Problem to solve: Give every line of the records below as a numbered list, leaving out any blank lines.

Extracted information:
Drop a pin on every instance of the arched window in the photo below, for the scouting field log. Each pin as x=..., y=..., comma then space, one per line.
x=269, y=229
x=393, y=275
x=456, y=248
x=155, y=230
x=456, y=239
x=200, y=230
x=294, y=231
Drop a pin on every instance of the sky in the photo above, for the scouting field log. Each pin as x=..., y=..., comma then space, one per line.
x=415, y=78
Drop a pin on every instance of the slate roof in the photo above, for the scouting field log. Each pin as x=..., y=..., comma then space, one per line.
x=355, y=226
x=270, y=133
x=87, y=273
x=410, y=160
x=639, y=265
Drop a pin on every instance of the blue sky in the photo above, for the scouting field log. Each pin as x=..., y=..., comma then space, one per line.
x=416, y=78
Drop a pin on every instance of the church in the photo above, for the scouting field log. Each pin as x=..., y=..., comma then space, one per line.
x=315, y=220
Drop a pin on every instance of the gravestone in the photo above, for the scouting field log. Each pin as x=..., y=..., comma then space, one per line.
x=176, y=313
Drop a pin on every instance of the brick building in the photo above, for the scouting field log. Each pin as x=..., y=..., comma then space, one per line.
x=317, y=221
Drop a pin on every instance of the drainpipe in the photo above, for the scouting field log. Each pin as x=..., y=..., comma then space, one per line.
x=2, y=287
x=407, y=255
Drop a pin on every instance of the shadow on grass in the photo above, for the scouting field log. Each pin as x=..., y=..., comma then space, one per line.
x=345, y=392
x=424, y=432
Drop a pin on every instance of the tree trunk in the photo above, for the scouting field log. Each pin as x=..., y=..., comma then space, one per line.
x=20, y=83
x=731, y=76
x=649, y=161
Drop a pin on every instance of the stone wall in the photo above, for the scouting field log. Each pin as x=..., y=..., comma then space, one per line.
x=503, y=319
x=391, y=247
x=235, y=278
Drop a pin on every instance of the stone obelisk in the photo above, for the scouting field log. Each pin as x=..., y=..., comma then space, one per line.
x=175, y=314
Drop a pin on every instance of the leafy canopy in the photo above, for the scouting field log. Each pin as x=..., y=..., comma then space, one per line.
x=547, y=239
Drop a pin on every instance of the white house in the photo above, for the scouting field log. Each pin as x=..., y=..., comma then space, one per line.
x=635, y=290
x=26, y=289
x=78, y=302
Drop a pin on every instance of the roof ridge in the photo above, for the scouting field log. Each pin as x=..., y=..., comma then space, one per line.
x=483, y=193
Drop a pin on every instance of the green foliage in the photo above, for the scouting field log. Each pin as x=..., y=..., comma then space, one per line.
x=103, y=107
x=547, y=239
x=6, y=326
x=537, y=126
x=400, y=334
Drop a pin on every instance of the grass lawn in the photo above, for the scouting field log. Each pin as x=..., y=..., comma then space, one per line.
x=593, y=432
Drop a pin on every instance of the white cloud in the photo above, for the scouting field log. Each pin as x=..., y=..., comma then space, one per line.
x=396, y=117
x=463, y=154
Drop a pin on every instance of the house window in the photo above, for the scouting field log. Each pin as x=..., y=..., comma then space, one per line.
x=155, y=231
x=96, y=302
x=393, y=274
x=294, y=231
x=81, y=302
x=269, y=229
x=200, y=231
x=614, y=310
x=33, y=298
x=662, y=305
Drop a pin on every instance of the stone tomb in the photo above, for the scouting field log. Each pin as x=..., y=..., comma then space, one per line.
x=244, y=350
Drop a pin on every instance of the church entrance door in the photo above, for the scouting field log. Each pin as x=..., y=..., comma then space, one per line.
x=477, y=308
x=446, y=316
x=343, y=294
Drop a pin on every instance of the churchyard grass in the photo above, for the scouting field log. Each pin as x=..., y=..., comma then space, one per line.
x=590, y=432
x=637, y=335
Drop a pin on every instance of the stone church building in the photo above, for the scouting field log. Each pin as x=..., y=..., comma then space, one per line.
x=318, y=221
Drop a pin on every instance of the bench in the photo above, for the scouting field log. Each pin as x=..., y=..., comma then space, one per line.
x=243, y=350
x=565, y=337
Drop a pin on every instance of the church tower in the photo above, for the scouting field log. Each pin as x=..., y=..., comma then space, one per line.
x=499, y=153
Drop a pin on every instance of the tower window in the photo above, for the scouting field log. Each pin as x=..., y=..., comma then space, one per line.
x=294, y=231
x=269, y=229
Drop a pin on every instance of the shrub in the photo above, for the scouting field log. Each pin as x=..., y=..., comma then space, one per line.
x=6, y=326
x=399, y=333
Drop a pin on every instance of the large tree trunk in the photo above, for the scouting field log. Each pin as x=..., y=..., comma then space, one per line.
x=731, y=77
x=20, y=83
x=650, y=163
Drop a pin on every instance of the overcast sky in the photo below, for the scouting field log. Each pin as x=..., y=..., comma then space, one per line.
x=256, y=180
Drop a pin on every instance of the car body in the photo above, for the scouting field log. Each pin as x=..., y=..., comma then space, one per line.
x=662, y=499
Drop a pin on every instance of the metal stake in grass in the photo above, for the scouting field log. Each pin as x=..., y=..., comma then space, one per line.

Result of this task:
1. Drop a pin on every instance of the arched window in the photo below, for the scouting field log. Each pin as x=..., y=..., comma then space, one per line.
2. x=269, y=229
3. x=393, y=275
4. x=456, y=248
5. x=155, y=230
6. x=456, y=239
7. x=200, y=230
8. x=294, y=231
9. Drop a pin on every instance of the sky in the photo above, for the scouting field log. Each pin as x=..., y=..., comma then space, one per line.
10. x=415, y=78
11. Drop a pin on every instance of the slate roof in the photo above, for the scouting field log. Each pin as x=..., y=..., comma then space, one per line.
12. x=355, y=226
13. x=270, y=133
14. x=87, y=273
15. x=410, y=160
16. x=639, y=265
17. Drop a pin on every instance of the blue sky in the photo above, for the scouting field log. Each pin as x=..., y=..., comma then space, one per line.
18. x=416, y=78
19. Drop a pin on every instance of the church in the photo above, for the scouting field log. Each pin as x=..., y=..., comma then space, one per line.
20. x=315, y=220
21. Drop a pin on every instance of the gravestone in the photo above, for the scouting field log. Each pin as x=..., y=..., comma then space, one per line.
22. x=176, y=313
23. Drop a pin on every instance of the brick building in the photo above, for the scouting field log. Each pin as x=..., y=..., comma then space, one per line.
24. x=317, y=221
25. Drop a pin on every instance of the drainpipe in the photo above, for the scouting field log. Each pin as x=..., y=..., comma then space, one per line.
26. x=2, y=287
27. x=407, y=255
28. Drop a pin on every instance of the shadow on grass in the photo above, for the scouting field log. Each pin as x=..., y=..., comma then space, one per line.
29. x=345, y=392
30. x=424, y=432
31. Drop a pin on every instance of the tree trunk in the photo above, for the scouting field log. Each pin as x=..., y=..., comma then space, one per line.
32. x=20, y=83
33. x=731, y=76
34. x=649, y=161
35. Drop a pin on every instance of the stone wall in the photo above, for the scouting field log. Each pin as x=..., y=..., comma then space, one per line.
36. x=503, y=319
37. x=391, y=247
38. x=235, y=278
39. Drop a pin on every instance of the stone obelisk in the photo above, for the scouting field log. Each pin as x=..., y=..., comma then space, one per line.
40. x=175, y=314
41. Drop a pin on every instance of the leafy canopy in the photo above, for the scouting field log. Each pin as x=..., y=..., comma then space, one per line.
42. x=547, y=239
43. Drop a pin on every instance of the white house in the photo above, for the scouting field log. Each pin as x=..., y=..., comma then space, one per line.
44. x=635, y=290
45. x=26, y=289
46. x=78, y=302
47. Drop a pin on every instance of the roof ridge in the photo above, for the scouting field log. Each pin as x=..., y=..., comma then space, one per line.
48. x=483, y=193
49. Drop a pin on every instance of the green foliage in the photo above, for the scouting field log. Each pin as x=..., y=..., comma then space, one per line.
50. x=103, y=107
51. x=547, y=239
52. x=6, y=326
53. x=537, y=126
54. x=400, y=334
55. Drop a pin on every instance of the grass lawn in the photo above, for the scouting field log. Each pin as x=..., y=..., comma then space, one per line.
56. x=593, y=432
57. Drop a pin on every instance of the white cloud in the photo above, for the scouting field log. Each pin as x=..., y=..., comma then space, one per line.
58. x=396, y=117
59. x=463, y=154
60. Drop a pin on every instance of the house window in the photo above, for the scouting field log. Each pin as x=..., y=..., comma then space, one per line.
61. x=155, y=231
62. x=96, y=302
63. x=393, y=274
64. x=294, y=231
65. x=81, y=302
66. x=269, y=229
67. x=200, y=231
68. x=614, y=310
69. x=33, y=298
70. x=662, y=305
71. Drop a pin on every instance of the stone tomb in the photo above, for the scouting field log. Each pin as x=..., y=..., comma then space, one per line.
72. x=244, y=350
73. Drop a pin on every instance of the church entrance door in the photo above, for the scouting field log. Each pin as x=..., y=..., comma then space, one per line.
74. x=477, y=308
75. x=446, y=316
76. x=343, y=294
77. Drop a pin on every instance of the churchyard grass in the photo above, for the scouting field log. Each pin as x=..., y=..., comma then space, one per line.
78. x=590, y=432
79. x=637, y=335
80. Drop a pin on every instance of the stone church building in the photo above, for the scouting field log. Each pin as x=..., y=..., comma then space, one per line.
81. x=318, y=221
82. Drop a pin on every instance of the bench in the photo above, for the scouting field log. Each pin as x=..., y=..., comma then space, one per line.
83. x=243, y=350
84. x=565, y=337
85. Drop a pin on every instance of the church tower in the photo above, for the scouting field log. Each pin as x=..., y=..., comma then space, one per line.
86. x=499, y=153
87. Drop a pin on every instance of the tower window in the photo above, for the scouting field log. Each pin as x=..., y=..., comma then space, one per line.
88. x=294, y=231
89. x=269, y=229
90. Drop a pin on every instance of the shrub in the photo above, for the scouting field log. Each pin as x=..., y=..., comma then space, one per line.
91. x=6, y=326
92. x=399, y=333
93. Drop a pin on every instance of the large tree trunk in the photo above, for the scouting field log. Each pin as x=..., y=..., comma then space, one per line.
94. x=731, y=77
95. x=20, y=83
96. x=650, y=163
97. Drop a pin on every instance of the overcast sky in the photo below, for the scouting field log. Each pin as x=..., y=..., comma then space, one per line.
98. x=256, y=180
99. Drop a pin on every instance of the car body in the photo above, for the scouting field log. Each pin as x=..., y=..., comma then space, one per line.
100. x=662, y=499
101. Drop a pin on every instance of the metal stake in grass in the photo above, for the scouting field log. Each pin as x=..., y=..., comma then space, one per line.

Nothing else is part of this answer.